__TEXTO DE REFERÊNCIA__.
──────

Dexter é um dos nomes mais incisivos da história do rap brasileiro. Ao lado de Afro-X, integrou o 509-E, grupo seminal ao divulgar o ponto de vista dos detentos no inferno carcerário brasileiro. Canções como “Noite Infeliz” e “Oitavo Anjo” narram as agruras e a redenção de quem foi marcado pelas grades enferrujadas de nossas prisões.
Agora, o ativista integra o projeto “Direito de Sonhar”, podcast original da Pod360, onde recebe convidados em uma série de debates para falar sobre as possibilidades de transformação daqueles que são silenciados pelo sistema.
Conversei com o rapper justamente numa semana particularmente violenta para quem se importa com a vida da população negra no país. A violência policial capitaneada por um governo de extrema-direita vitimou o sobrinho do também rapper Eduardo Taddeo, enquanto, do outro lado da cidade, soldados sangraram a cabeça de uma idosa, outro jogou um rapaz de uma ponte de três metros de altura, entre outros vários casos já comuns para quem vive nas periferias.

──────

__RESOLVA O SEGUINTE__.
1. Resuma o texto sobre Dexter em duas frases.
2. Escreva a continuação do texto sobre Dexter a partir da última frase apresentada.
As linhas abaixo são material à parte, independente do texto sobre Dexter.

__DADOS FORNECIDOS__.
──────

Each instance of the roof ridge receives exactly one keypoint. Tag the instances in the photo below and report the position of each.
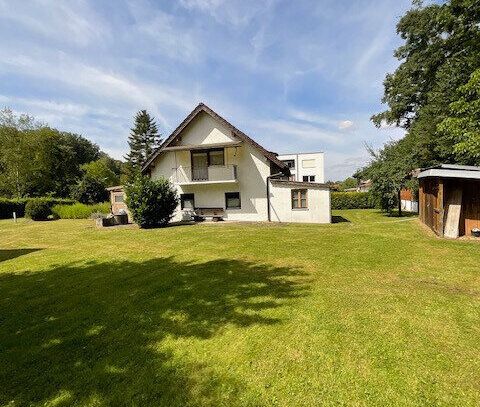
(203, 107)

──────

__RESPOSTAS DOS EXERCÍCIOS__.
1. Dexter, que integrou o 509-E ao lado de Afro-X, é um dos nomes mais incisivos do rap brasileiro e agora participa do podcast “Direito de Sonhar”, da Pod360, no qual debate com convidados as possibilidades de transformação de quem é silenciado pelo sistema. A conversa com o rapper ocorreu numa semana de violência policial contra a população negra, que vitimou o sobrinho de Eduardo Taddeo e incluiu casos como o de uma idosa ferida na cabeça por soldados e o de um rapaz jogado de uma ponte.

2.
“A gente não tá ali para defender o crime, não é isso. Estamos ali para falar de pessoas carentes de educação, cultura, informação e que são vítimas de um sistema que planeja todos os dias, a todo instante, a todo momento, que esse círculo vicioso continue existindo”
A cineasta Débora Gobitta escolheu Dexter para ser o rosto do projeto por conta da história do músico, salvo, além de sua resiliência, também pelo apoio daqueles que acreditam em saídas dignas e justas para os egressos desse sistema. Gobitta idealizou o podcast como uma extensão do documentário “Liberta!”, produção que aborda a literatura, poesia e a arte como transformação social dentro do sistema prisional.
“Eu já tinha sido convidado por outras pessoas para apresentar outros podcasts, mas nunca foi do meu interesse, porque eu acho que já tem muita gente competente fazendo, falando sobre diversos assuntos. Dentro do próprio rap, temos o Brown, o Thaíde. Quando a Débora e a Pod360 me chamam, foi diferente, com um tema significativo dentro da minha história, que tem tudo a ver comigo que está dentro da minha música também”, explica Dexter.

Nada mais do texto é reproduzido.